We’ve never got into the habit of having a Christmas tree; instead I decorate the banisters and at least one mantlepiece with greenery, of which there’s plenty in the garden.  This year, having instituted a local online competition for various Christmassy things (best-dressed Christmas tree, homemade door wreath, table decoration etc), I thought I ought to show willing and create my own Christmas wreath. 

Mossing the wreath

It’s a complete DIY wreath.  The only non-natural element is an old wire coathanger which I’ve used to form the initial ring (and to provide a hanging hook).  First step was to bend it into a rough circle (more of a diamond really, but that doesn’t matter too much).  Then I used several long, thin, whippy stems of Buddleja alternifolia (which needs cutting back anyway) to build up the wreath, twisting them around the wire; a few of the thicker ends stuck out, but I reckoned (rightly) that I could work them in during the subsequent stages.  This produced a rather thin-looking wreath – I could have added more buddleja but at that point it started to rain again and I retreated indoors – but next I added the moss, which built it up considerably. 

The moss was easy to come by; there’s more than enough in the lawn to moss up thousands of wreaths.  Ten minutes with the wire rake pulled up a big bagful, of which in fact I only needed half; it made scarcely any inroads into clearing that patch of lawn, but it was enough to please the local robin.  Then I spent a damp and drizzly half-hour in the greenhouse binding it onto the wreath with green garden twine, creating something that looked quite professional except for the slightly wonky shape!

All mossed up

As a base material, I used bits of leylandii from the long hedge.  Just as well that I didn't complete trimming the hedge in the autumn!  It made an effective covering, but I was surprised how tricky it was to get the ends to penetrate the moss.  In my impatience I probably used too-long pieces of leylandii, resulting in them sticking out rather than forming the smooth base that I was aiming for, but it looked not too bad.   I intended to use yew on top to create a slightly more elegant finish, but, having added a few yew twigs, I realised that its habit of growth is rather splayed and spiky and it creates too jagged a profile, and anyway it could hardly be seen against the leylandii, so I didn't bother adding more.  You have to look closely to see the yew at all!

Leylandii (and spot the yew if you can ....)

This dark base then needed some decoration.  Last week we saw a wonderful wreath on a door in Cirencester, decorated largely with brussels sprouts (some would say that it’s the best use for sprouts), looking really good.  I do have sprouts in the garden, but they’re tiny – not much use either for eating or for decorating wreaths.  So, for a highlight, I cut a few sprigs of the variegated euonymus that was a present back in the summer, and which has settled in extremely well, to the extent of now needing some trimming to shape, so it was two jobs in one.  It looks not unlike variegated holly, which is quite appropriate for a Christmas wreath.  

With euonymus....

Then some orange seed-pods of Iris foetidissima for additional decoration.

**GIVEN PROBLEM A:** According to the wreath post, what was used to form the initial ring of the wreath?
The wreath post and the records are unrelated material.

**RECORDS PROVIDED:**
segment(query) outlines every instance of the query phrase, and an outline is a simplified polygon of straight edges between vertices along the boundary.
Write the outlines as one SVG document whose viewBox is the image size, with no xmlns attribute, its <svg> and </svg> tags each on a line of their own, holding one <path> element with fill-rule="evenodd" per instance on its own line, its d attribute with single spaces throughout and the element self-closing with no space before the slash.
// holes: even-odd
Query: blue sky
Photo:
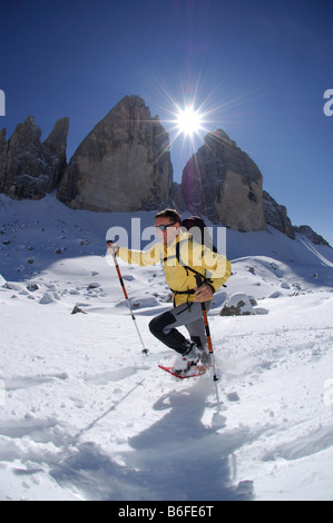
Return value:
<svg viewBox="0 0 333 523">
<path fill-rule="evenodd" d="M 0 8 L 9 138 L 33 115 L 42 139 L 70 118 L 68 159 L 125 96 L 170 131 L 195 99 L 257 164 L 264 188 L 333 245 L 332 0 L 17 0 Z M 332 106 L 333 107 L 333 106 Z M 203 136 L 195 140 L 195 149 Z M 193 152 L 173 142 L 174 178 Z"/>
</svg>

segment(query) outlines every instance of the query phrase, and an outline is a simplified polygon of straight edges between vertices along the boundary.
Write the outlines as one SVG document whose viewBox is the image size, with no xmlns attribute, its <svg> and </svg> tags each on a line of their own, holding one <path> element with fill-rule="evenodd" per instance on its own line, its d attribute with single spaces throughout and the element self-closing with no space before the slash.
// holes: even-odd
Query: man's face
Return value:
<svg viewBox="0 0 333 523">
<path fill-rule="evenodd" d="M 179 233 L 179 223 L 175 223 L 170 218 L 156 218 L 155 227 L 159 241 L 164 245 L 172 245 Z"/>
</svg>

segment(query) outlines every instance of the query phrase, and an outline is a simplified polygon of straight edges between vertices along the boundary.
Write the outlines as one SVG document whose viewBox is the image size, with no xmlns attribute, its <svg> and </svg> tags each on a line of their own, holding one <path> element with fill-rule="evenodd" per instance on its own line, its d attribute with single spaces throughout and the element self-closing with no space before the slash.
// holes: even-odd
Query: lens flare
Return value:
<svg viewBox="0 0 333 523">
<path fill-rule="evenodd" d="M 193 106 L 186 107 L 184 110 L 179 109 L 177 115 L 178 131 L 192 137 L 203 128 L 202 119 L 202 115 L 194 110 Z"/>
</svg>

---

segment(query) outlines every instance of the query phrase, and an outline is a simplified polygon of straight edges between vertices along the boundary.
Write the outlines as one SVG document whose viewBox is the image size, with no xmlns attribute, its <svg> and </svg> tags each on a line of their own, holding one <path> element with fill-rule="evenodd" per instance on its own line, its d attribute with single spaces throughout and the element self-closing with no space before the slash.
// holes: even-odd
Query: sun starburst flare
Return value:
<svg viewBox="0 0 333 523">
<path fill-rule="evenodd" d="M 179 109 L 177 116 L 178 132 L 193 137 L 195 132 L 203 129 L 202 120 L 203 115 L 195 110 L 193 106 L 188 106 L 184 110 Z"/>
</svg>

...

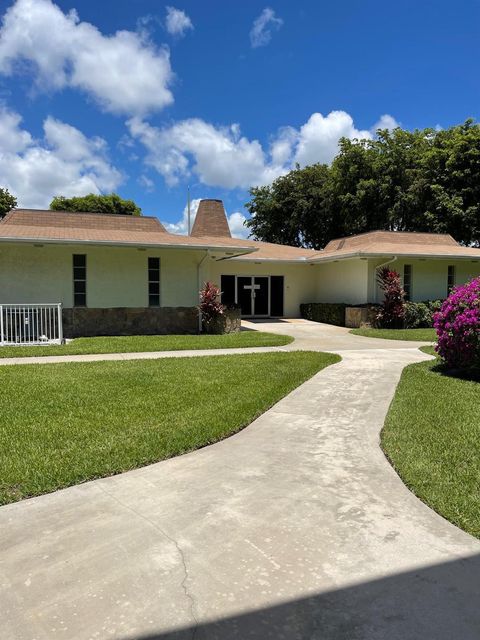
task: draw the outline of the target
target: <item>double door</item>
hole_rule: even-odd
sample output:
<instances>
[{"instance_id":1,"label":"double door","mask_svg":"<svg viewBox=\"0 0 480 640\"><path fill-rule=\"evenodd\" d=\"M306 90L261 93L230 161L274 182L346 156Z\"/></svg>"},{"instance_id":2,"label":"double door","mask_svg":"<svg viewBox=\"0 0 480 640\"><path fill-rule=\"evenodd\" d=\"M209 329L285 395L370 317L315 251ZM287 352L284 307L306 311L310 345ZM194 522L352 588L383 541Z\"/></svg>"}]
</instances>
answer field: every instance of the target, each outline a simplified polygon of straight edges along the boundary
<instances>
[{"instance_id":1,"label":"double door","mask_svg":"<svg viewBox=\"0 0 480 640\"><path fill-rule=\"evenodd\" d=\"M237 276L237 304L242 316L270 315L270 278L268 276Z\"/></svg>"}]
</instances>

**GIVEN PROBLEM B:** Please extract every line of the records that contains the string "target", matching case exactly.

**EXERCISE ANSWER A:** An old wire coathanger.

**EXERCISE ANSWER B:**
task: draw the outline of the target
target: <item>double door</item>
answer field: every instance of the target, each outline a simplified polygon of straight edges along the boundary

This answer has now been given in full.